__Your instructions__
Recast the stretch from the start of the items through the line containing "Segment each instance of the plate rim." as a numbered list, leaving out any blank lines.

>> Begin

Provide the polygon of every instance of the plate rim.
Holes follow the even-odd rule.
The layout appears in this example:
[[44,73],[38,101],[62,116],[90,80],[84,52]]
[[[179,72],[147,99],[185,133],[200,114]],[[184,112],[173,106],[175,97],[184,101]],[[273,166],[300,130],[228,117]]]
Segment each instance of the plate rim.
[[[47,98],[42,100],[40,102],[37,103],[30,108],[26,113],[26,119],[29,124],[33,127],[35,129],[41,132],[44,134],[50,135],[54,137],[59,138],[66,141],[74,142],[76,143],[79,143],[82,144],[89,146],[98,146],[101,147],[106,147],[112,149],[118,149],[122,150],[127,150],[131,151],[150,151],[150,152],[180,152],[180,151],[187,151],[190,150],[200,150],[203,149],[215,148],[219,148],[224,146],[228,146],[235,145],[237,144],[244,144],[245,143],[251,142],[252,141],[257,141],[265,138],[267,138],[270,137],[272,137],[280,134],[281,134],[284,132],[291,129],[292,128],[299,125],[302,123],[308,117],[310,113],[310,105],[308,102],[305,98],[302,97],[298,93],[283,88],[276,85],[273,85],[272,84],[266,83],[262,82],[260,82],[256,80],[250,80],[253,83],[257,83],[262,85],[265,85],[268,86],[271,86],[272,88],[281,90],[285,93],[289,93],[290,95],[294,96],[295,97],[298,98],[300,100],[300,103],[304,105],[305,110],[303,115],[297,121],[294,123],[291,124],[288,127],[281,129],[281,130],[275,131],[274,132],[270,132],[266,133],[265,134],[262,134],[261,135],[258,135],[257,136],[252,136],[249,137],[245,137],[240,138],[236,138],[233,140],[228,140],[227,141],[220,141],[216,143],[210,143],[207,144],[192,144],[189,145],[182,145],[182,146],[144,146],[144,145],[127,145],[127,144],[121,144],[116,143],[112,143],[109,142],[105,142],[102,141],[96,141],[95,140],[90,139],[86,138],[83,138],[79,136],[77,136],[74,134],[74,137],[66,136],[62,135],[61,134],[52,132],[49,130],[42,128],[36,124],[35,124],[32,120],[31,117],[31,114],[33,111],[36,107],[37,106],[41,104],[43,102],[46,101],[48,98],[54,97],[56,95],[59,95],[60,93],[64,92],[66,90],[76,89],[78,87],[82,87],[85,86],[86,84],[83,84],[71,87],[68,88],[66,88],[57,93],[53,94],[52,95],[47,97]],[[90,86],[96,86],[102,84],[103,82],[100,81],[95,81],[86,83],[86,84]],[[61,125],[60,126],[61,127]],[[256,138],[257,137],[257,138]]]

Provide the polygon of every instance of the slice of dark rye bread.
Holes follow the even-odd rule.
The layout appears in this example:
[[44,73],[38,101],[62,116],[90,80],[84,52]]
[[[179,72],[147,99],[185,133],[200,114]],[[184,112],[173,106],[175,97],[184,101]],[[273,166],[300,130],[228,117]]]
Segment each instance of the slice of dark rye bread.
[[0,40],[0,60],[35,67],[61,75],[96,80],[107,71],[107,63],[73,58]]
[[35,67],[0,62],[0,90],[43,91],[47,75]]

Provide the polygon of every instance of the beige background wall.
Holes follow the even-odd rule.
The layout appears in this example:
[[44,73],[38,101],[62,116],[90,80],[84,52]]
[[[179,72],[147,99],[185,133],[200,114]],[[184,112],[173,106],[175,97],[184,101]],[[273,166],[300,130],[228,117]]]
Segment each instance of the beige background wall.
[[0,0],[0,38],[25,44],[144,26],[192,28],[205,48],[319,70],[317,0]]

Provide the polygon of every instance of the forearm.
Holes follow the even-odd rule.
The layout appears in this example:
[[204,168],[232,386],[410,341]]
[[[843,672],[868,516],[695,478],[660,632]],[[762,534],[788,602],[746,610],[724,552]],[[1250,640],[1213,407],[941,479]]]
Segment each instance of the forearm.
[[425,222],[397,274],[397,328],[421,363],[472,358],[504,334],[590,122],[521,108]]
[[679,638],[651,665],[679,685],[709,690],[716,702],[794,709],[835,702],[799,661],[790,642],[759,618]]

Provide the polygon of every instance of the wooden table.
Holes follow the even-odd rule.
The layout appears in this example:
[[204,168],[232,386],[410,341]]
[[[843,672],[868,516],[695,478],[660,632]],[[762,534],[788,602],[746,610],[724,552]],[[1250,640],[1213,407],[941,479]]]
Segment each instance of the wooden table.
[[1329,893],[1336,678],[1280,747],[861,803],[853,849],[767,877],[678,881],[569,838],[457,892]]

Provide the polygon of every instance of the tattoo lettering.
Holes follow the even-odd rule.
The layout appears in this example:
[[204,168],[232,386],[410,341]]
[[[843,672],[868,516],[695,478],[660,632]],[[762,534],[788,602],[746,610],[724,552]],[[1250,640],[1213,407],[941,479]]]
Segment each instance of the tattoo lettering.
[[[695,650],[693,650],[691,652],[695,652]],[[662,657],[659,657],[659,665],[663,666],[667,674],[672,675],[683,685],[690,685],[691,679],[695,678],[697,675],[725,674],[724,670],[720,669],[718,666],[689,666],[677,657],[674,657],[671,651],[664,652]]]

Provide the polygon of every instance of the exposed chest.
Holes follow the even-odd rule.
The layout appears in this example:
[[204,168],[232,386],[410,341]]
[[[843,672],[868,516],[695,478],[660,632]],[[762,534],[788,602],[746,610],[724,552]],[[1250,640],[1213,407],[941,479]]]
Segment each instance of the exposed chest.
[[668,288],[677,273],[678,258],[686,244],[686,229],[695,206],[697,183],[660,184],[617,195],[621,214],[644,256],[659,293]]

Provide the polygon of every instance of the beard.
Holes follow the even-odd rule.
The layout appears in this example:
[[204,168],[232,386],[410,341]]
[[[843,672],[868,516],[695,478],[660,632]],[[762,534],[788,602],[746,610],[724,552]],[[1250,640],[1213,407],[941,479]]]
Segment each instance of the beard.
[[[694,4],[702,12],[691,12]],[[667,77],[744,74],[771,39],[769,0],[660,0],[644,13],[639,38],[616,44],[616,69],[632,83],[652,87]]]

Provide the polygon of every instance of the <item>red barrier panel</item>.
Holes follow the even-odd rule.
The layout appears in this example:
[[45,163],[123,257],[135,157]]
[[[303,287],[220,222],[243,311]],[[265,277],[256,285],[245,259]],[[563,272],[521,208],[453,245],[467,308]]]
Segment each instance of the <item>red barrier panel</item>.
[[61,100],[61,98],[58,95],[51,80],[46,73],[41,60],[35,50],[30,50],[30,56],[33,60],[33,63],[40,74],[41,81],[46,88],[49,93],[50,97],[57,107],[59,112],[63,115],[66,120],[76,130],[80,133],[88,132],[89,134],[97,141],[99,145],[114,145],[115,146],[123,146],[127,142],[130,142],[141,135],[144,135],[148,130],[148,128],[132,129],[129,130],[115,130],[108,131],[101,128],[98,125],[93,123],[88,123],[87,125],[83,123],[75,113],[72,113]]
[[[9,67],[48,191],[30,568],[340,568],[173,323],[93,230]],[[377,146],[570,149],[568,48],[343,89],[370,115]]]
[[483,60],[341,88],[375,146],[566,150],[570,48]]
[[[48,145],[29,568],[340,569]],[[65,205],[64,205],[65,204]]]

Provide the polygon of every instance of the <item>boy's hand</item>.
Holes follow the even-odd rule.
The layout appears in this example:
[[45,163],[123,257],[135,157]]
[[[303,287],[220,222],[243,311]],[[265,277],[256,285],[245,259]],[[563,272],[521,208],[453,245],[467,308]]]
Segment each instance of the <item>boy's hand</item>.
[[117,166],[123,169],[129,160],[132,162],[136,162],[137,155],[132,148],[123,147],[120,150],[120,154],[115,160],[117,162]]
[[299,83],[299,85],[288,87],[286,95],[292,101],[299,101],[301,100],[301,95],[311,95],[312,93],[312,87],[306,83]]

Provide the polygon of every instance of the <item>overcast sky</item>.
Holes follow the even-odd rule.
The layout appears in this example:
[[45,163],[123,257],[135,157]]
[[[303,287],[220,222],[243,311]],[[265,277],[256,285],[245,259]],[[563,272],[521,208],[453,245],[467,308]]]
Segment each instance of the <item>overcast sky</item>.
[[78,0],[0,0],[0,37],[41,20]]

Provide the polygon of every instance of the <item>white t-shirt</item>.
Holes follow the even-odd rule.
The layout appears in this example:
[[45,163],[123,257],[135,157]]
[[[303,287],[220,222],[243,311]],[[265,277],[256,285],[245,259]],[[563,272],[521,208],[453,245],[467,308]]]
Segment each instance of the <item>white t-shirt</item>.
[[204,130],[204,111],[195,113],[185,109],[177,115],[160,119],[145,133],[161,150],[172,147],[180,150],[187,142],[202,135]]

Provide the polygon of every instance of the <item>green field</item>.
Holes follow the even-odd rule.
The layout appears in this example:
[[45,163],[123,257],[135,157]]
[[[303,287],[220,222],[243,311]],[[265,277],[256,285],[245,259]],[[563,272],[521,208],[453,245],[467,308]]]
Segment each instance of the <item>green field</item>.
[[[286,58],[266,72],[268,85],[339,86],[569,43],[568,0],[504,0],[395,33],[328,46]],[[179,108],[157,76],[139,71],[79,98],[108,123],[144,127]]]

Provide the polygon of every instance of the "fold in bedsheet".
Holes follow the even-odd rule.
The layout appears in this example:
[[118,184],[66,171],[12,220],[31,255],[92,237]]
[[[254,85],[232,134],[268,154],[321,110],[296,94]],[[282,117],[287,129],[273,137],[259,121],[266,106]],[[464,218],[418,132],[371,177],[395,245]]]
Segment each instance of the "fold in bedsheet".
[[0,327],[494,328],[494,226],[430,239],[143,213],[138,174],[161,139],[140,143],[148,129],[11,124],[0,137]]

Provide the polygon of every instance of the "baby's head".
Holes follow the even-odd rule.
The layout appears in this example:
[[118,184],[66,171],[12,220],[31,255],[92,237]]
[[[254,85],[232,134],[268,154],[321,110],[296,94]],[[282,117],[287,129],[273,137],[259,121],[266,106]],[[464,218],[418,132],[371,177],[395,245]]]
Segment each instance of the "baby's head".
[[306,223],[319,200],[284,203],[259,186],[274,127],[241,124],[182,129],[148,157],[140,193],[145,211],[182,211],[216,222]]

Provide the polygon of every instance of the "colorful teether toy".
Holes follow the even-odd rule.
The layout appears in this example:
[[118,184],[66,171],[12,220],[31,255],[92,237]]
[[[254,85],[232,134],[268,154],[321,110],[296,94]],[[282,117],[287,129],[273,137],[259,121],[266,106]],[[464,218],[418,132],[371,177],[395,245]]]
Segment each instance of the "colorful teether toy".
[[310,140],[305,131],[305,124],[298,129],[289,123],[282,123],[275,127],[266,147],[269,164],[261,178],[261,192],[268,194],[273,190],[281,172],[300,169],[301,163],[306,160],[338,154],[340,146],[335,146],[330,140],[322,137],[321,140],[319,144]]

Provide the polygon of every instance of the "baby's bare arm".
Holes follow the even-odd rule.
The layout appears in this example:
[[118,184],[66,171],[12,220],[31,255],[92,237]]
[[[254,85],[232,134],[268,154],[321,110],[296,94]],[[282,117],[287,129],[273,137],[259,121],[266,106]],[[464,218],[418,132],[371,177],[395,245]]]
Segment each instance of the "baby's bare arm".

>> End

__Problem solution__
1. Provide the polygon of every instance of the plate rim.
2. Holes follow the even-odd rule.
3. The layout appears in this example:
4. [[44,73],[38,101],[62,116],[90,80],[84,52]]
5. [[[179,72],[147,99],[185,133],[200,114]],[[184,112],[173,106],[175,97],[184,101]],[[273,166],[300,130],[228,117]]]
6. Segment each instance of the plate rim.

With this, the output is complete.